• _SOURCE MATERIAL_:
· · ·

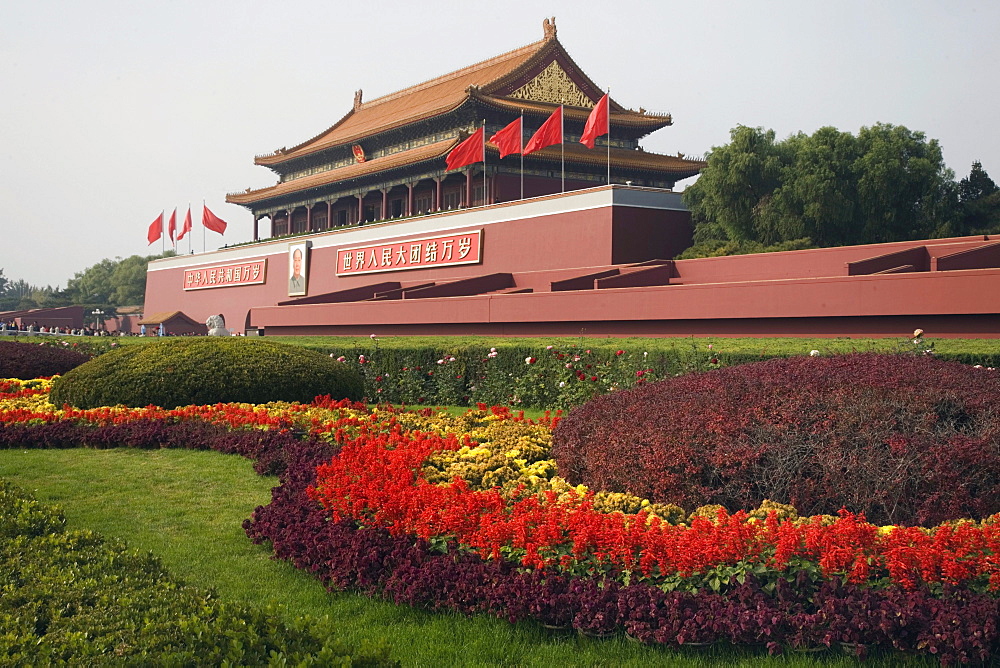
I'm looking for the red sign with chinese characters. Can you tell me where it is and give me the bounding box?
[336,230,482,276]
[183,260,267,290]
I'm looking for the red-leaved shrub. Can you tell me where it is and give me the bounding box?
[0,340,92,379]
[551,354,1000,526]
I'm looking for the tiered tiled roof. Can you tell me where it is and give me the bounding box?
[229,138,458,205]
[255,38,547,166]
[230,20,702,209]
[254,21,672,168]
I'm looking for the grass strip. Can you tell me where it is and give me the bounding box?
[0,447,932,667]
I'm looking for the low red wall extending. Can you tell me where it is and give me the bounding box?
[145,186,1000,339]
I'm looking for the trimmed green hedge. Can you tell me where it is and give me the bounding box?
[0,479,396,666]
[49,338,364,409]
[280,335,1000,408]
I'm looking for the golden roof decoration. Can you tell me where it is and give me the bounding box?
[509,60,594,108]
[543,16,556,39]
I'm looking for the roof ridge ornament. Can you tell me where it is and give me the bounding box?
[354,89,363,111]
[543,16,556,39]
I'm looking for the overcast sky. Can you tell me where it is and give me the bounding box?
[2,0,997,289]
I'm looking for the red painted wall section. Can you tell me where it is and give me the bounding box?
[671,236,992,284]
[144,186,1000,339]
[611,208,692,263]
[146,188,681,328]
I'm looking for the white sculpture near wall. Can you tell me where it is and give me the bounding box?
[206,314,229,336]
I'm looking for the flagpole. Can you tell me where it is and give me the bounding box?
[202,200,206,253]
[188,203,192,255]
[560,104,565,193]
[482,119,486,206]
[606,90,611,185]
[161,210,165,254]
[519,111,524,201]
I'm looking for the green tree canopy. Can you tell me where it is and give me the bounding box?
[1,252,171,314]
[63,252,172,308]
[682,123,958,254]
[959,160,998,203]
[954,161,1000,234]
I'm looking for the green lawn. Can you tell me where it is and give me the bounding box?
[0,446,931,666]
[53,333,1000,357]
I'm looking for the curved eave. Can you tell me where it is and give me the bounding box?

· · ·

• _TASK STATEMENT_: Each entry is to be written out again word for word, and any pictures are to be omitted.

• _WRITTEN RESPONSE_:
I'm looking for the red sign with chinese characters. Can you tell me where it is and give me the bounding box?
[336,230,482,276]
[183,260,267,290]
I'm looking for the red-leaved shrub. Can you tell me where it is and give me the bounding box?
[0,340,92,379]
[551,354,1000,526]
I'm looking for the tiered tiled roof. Can you tell me where it is and give me the bounding box?
[229,138,458,205]
[255,38,547,166]
[230,20,702,209]
[254,21,672,168]
I'm looking for the grass strip. Can you tell me where it is and give me the bounding box?
[0,447,932,667]
I'm looking for the low red wall extending. Can you tell me where it is and give me the bounding box?
[145,186,1000,339]
I'm looking for the trimmed green hedge. Can you tell me where it is and give me the bounding box?
[0,479,396,666]
[49,338,364,409]
[280,335,1000,408]
I'm looking for the golden roof decoration. Can you tell me where it is and give me the bounding box?
[509,60,594,108]
[543,16,556,39]
I'm looking for the roof ridge ornament. Can you tell me where it is and give me the bounding box?
[354,89,363,111]
[543,16,556,39]
I'm looking for the overcast sky. Can you tell me where it is and give me the bounding box?
[2,0,997,289]
I'm looking for the red painted wall section. Can you tell me where it is and give me the bounding box?
[671,236,992,284]
[144,186,1000,339]
[611,208,692,263]
[146,188,681,328]
I'm looking for the white sculpture near wall. Can you tell me where it is and give me the bounding box?
[206,314,229,336]
I'm looking for the flagpole. Can you tell me where it is and give me the bounding box?
[202,200,206,253]
[188,203,192,255]
[560,104,565,193]
[482,119,486,206]
[606,90,611,185]
[161,210,165,254]
[519,111,524,201]
I'm looking for the green tree canopy. Can you tell me where it is and give me the bounding box?
[1,252,171,314]
[63,252,172,308]
[682,123,958,254]
[959,160,998,203]
[954,161,1000,234]
I'm looking for the green lawn. Can you tell me where it is and give me the bounding box?
[0,446,931,666]
[53,333,1000,357]
I'm looking for the curved eave. Can you tell me where it is and give me the bounding box?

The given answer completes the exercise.